**Try it**
Look for "Query: crowd of people" in the entries below. Write out that line and all later lines exactly, ending with the final one.

Source records:
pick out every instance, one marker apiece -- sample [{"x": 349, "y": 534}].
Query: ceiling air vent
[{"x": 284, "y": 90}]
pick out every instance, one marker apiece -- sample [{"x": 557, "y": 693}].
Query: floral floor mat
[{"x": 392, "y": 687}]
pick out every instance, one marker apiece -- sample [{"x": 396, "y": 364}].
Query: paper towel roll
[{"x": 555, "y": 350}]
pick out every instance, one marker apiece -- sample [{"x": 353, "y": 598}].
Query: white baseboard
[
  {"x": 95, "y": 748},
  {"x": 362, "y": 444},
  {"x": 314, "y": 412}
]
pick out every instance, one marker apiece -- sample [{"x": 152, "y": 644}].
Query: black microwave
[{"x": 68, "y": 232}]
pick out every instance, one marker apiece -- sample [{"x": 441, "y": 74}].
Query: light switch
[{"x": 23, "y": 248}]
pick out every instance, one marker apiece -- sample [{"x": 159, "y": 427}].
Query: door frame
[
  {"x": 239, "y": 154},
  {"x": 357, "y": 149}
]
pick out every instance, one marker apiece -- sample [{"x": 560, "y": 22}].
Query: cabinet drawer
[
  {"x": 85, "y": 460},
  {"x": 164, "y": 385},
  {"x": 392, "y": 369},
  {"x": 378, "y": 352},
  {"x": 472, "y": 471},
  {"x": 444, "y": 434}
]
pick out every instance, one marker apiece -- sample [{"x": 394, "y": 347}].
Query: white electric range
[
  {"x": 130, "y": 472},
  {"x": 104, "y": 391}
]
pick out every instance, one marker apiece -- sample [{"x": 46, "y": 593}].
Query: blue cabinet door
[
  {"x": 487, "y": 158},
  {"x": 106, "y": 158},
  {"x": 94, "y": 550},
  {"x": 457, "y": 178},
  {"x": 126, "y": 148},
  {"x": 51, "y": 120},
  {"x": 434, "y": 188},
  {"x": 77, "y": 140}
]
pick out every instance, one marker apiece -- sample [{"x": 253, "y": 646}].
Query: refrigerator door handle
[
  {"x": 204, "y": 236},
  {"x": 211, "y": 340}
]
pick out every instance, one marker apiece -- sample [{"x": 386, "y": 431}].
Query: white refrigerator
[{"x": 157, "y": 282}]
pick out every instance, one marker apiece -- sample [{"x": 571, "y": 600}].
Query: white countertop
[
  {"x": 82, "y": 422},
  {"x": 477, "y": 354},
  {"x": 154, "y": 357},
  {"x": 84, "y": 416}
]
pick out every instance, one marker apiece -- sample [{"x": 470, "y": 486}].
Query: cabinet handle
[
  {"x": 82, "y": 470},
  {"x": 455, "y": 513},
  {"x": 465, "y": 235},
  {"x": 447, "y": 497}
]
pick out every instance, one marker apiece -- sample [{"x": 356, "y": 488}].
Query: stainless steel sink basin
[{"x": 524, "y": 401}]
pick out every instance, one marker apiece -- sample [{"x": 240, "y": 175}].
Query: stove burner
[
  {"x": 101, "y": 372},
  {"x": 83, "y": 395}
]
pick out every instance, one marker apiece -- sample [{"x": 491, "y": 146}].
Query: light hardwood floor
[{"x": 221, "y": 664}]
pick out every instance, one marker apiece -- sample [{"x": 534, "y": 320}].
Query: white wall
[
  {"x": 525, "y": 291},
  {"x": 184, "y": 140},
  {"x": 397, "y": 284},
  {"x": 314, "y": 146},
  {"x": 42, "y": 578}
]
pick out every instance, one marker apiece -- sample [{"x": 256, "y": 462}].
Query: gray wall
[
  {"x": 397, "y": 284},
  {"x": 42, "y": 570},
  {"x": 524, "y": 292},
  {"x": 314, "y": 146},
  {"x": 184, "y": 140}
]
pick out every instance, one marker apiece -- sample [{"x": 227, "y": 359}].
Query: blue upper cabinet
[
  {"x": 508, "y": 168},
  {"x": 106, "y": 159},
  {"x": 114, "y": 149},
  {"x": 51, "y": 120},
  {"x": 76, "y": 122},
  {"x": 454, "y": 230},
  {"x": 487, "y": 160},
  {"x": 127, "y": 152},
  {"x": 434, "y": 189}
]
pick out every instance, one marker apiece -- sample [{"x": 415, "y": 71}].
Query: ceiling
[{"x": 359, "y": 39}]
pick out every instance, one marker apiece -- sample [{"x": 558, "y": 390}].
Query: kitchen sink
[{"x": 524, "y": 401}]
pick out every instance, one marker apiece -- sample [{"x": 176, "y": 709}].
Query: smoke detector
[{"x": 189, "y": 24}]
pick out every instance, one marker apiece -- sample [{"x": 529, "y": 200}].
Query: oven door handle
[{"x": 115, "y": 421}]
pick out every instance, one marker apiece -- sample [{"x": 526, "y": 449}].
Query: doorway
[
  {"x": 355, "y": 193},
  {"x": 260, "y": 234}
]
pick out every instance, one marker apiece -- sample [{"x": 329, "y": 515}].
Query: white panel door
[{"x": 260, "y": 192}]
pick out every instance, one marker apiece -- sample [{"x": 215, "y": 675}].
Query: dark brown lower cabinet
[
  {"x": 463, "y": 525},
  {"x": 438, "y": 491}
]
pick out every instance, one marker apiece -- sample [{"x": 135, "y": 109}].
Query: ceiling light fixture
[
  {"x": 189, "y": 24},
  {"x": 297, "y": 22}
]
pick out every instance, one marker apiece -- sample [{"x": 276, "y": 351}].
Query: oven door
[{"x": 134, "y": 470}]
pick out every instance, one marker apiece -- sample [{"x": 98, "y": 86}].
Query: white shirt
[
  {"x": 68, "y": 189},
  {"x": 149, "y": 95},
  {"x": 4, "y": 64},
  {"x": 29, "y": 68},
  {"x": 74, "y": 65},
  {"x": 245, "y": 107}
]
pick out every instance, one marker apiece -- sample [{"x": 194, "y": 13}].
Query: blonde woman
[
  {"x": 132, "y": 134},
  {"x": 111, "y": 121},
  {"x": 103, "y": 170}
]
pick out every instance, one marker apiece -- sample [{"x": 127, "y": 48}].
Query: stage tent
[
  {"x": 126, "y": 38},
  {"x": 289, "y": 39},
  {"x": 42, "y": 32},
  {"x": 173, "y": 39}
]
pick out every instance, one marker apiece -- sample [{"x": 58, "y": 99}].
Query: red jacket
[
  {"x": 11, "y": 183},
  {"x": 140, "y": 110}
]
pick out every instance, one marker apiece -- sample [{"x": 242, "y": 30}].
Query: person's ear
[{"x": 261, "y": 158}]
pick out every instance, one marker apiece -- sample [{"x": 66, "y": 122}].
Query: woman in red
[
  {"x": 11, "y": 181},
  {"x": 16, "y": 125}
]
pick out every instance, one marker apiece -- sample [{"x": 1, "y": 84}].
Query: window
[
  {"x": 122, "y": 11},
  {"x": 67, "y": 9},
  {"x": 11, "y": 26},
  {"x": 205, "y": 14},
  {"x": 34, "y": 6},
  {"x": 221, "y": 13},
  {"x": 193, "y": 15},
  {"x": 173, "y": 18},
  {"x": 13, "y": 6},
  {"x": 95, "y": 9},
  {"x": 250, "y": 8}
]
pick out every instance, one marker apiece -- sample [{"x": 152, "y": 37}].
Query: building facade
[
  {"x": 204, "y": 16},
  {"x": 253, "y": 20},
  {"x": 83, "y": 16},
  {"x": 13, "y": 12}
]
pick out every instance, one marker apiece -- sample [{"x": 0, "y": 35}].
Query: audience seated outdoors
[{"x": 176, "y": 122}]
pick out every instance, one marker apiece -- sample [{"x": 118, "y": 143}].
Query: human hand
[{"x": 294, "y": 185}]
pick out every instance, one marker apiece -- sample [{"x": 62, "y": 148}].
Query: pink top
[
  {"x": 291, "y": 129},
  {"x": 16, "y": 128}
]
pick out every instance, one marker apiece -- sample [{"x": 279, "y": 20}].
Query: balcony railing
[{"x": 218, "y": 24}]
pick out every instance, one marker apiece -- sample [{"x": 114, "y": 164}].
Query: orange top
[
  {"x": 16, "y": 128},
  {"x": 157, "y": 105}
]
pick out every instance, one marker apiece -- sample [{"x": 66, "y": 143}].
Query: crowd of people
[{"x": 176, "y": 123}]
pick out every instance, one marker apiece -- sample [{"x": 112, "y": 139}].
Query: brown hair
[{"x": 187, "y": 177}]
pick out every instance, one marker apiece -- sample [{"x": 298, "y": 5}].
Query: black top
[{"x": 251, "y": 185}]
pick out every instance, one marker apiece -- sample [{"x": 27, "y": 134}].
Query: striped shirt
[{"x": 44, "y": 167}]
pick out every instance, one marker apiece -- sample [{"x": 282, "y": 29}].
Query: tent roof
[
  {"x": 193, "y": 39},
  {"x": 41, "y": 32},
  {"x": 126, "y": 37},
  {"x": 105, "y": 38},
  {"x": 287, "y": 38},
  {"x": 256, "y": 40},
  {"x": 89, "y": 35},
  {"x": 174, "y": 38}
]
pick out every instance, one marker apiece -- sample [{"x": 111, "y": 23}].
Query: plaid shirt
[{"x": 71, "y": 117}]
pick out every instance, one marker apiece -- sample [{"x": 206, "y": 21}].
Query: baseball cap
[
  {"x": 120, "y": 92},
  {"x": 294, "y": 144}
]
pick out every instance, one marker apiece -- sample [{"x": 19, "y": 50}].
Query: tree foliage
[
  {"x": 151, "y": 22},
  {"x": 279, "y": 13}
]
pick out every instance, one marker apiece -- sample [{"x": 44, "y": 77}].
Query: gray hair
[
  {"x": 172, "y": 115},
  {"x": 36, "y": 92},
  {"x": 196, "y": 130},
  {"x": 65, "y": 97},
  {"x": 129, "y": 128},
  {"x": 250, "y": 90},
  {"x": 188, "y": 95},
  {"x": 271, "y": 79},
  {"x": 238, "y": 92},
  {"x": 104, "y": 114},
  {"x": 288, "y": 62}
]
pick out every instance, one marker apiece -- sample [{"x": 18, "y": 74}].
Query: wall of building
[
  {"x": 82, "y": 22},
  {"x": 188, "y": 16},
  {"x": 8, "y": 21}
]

**Answer to this task**
Query: crowd of people
[{"x": 176, "y": 123}]
pick out every instance, one marker apiece -- sample [{"x": 112, "y": 139}].
Query: brown hair
[{"x": 187, "y": 177}]
pick out every instance, one marker apiece -- sample [{"x": 298, "y": 5}].
Query: black top
[{"x": 251, "y": 185}]
pick out every instance, one marker apiece -- sample [{"x": 27, "y": 134}].
Query: striped shirt
[{"x": 44, "y": 167}]
pick out every instance, one marker apiece -- sample [{"x": 282, "y": 29}].
Query: tent roof
[
  {"x": 193, "y": 39},
  {"x": 41, "y": 32},
  {"x": 126, "y": 37},
  {"x": 105, "y": 38},
  {"x": 287, "y": 38},
  {"x": 256, "y": 40},
  {"x": 89, "y": 35},
  {"x": 174, "y": 38}
]
pick out every instance, one marker apiece -- sample [{"x": 111, "y": 23}].
Query: plaid shirt
[{"x": 71, "y": 117}]
pick out every instance, one marker apiece -- sample [{"x": 206, "y": 21}].
Query: baseball cap
[
  {"x": 120, "y": 92},
  {"x": 294, "y": 144}
]
pick out every instance, one marker apiece -- sample [{"x": 19, "y": 50}].
Query: tree foliage
[
  {"x": 151, "y": 22},
  {"x": 279, "y": 13}
]
pick out every instance, one marker apiece -- sample [{"x": 44, "y": 77}].
Query: gray hair
[
  {"x": 172, "y": 115},
  {"x": 36, "y": 92},
  {"x": 196, "y": 130},
  {"x": 65, "y": 97},
  {"x": 129, "y": 128},
  {"x": 250, "y": 90},
  {"x": 188, "y": 95},
  {"x": 271, "y": 79},
  {"x": 238, "y": 92},
  {"x": 104, "y": 114},
  {"x": 288, "y": 62}
]
pick out every instance, one marker apiece -- sample [{"x": 18, "y": 74}].
Query: wall of building
[
  {"x": 82, "y": 22},
  {"x": 188, "y": 16},
  {"x": 8, "y": 21}
]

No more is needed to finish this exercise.